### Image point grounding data
————

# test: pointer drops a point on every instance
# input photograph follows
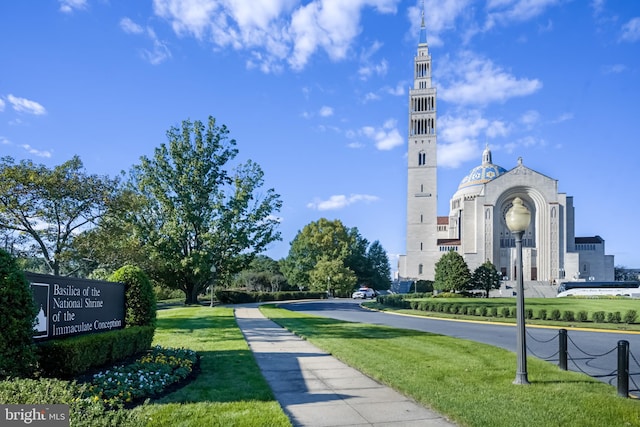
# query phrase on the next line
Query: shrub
(630, 316)
(69, 357)
(614, 317)
(17, 320)
(583, 316)
(598, 317)
(83, 412)
(162, 293)
(140, 300)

————

### What the task requires
Transcribe every record above exactly, leaving out the pictures.

### Problem solution
# test: pointer drops a point on every instance
# input photograph follows
# query phrase on the next line
Query: shrub
(630, 316)
(69, 357)
(614, 317)
(17, 320)
(583, 316)
(598, 317)
(83, 412)
(162, 293)
(140, 300)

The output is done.